**Written task 1:**
Answer these questions about the article on Serbian film:
(a) In what year was 'Walter Defends Sarajevo' screened in China?
(b) What position does Barbara Sandic hold?
(c) In which city will the Chinese Film Week be held?

-- Begin Passage shown --

06-15-2016 00:42 BJT

Chinese audience are familiar with many films from the former Yugoslavia, such as 'Walter Defends Sarajevo' and 'Bridge', which were quite popular in the 1970s. But what do people in the nations that emerged from that country in the years after the Cold War know about movies from this part of the world? One way to find out, is by heading to Serbia.

'Walter Defends Sarajevo' was one of the most popular movies ever made in the former Yugoslavia. And when the film was screened in China in 1974, it quickly captured the hearts of the Chinese audience. Serbian actor Ljubisa Samardzic, who starred in the classic, calls it the greatest role of his career.

"This movie is about the heroic defense of the Bosnian capital in World War II, when Marshal Tito's Partizans fought the German occupation forces. It shows the city's determination to resist conquest. It's a great movie," said Ljubisa Samardzic Serbian actor.

The golden days are now gone, and the Serbian film industry is facing a decline in prosperity. But the country has found another way forward -- by building more and more studios aimed at attracting foreign moviemakers. And with lower costs, these facilities are even bringing in Hollywood production teams.

"In movies, it's always about money," said Barbara Sandic PFI studios executive director.

These studios are also hoping to draw in Chinese filmmakers, as the country's cinematic industry has grown rapidly in recent years. And for Serbian audiences, movies from China, especially Kung Fu flicks like Zhang Yimou's 'Hero' and 'House of Flying Daggers', are also appealing as they offer a window to learning about Chinese culture as insight into how history is reflected on the silver screen.

"Historicism in Chinese movies is very important for us. In Chinese movies, you see the struggle between good and evil, old and new. We want to see how you deal with these. So these two movies by Zhang Yimou are very important to us. Maybe they are the most famous movies in Serbia," said Oleg Jeknic Serbian movie critic.

And with political ties between China and Serbia strengthening, the two countries have reached a new framework on increasing bilateral cooperation in radio, film, and television projects. A Chinese Film Week will be held in Belgrade in mid-June, with a diverse set of films from the country set for screening.

-- End Passage shown --

**Written task 2:**
Transcribe the records word for word, starting at the line that contains "drawn like (913,883)." and ending at the final line of the records.

-- Begin Data shown --

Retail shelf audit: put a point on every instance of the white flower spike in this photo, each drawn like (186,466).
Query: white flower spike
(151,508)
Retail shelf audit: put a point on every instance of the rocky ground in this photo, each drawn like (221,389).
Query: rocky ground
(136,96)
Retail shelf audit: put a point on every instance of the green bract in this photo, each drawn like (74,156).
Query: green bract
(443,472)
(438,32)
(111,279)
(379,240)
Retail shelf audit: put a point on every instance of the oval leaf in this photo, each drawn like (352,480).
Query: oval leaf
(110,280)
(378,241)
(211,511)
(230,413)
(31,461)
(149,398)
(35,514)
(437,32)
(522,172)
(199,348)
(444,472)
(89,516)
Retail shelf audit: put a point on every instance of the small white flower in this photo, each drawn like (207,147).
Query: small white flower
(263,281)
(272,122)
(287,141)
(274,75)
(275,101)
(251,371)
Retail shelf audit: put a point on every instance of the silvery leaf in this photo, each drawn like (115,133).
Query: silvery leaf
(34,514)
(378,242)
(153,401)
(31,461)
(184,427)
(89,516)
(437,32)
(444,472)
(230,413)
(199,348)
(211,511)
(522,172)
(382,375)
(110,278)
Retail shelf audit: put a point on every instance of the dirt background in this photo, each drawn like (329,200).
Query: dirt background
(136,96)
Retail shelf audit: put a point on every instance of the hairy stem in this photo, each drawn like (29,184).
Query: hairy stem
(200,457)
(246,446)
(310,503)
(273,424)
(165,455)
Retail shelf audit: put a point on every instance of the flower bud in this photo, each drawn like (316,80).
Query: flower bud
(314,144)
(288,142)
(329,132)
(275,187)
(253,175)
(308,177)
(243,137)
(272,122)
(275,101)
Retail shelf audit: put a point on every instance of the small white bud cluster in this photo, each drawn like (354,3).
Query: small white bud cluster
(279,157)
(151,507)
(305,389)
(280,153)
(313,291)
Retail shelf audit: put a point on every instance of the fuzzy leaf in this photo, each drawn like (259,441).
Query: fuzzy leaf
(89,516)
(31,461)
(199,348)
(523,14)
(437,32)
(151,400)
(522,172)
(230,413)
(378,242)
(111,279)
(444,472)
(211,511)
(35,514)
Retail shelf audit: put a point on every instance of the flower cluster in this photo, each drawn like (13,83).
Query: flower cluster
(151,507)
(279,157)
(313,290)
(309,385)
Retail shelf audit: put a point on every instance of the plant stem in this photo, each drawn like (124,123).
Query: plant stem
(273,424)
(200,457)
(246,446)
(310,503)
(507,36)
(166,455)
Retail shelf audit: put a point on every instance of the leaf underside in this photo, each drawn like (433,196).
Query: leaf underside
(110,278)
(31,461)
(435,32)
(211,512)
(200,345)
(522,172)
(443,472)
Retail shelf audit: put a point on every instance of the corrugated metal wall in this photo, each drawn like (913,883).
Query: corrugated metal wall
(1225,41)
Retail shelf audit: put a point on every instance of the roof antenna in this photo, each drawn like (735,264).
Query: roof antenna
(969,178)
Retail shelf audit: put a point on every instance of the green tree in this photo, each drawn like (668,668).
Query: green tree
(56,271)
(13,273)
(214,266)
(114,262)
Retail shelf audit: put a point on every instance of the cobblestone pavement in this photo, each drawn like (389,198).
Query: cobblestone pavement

-- End Data shown --

**Finished answer 1:**
(a) 1974
(b) PFI studios executive director
(c) Belgrade

**Finished answer 2:**
Retail shelf audit: put a point on every instance of the corrugated metal wall in this photo, each drawn like (913,883).
Query: corrugated metal wall
(1225,41)
Retail shelf audit: put a point on every instance of the roof antenna in this photo, each drawn like (735,264).
Query: roof antenna
(969,178)
Retail shelf audit: put a point on every instance of the green tree in this photo, each drawn like (668,668).
Query: green tree
(56,271)
(13,273)
(214,266)
(114,262)
Retail shelf audit: put a point on every instance of the cobblestone pavement in this photo, each drawn like (389,198).
Query: cobblestone pavement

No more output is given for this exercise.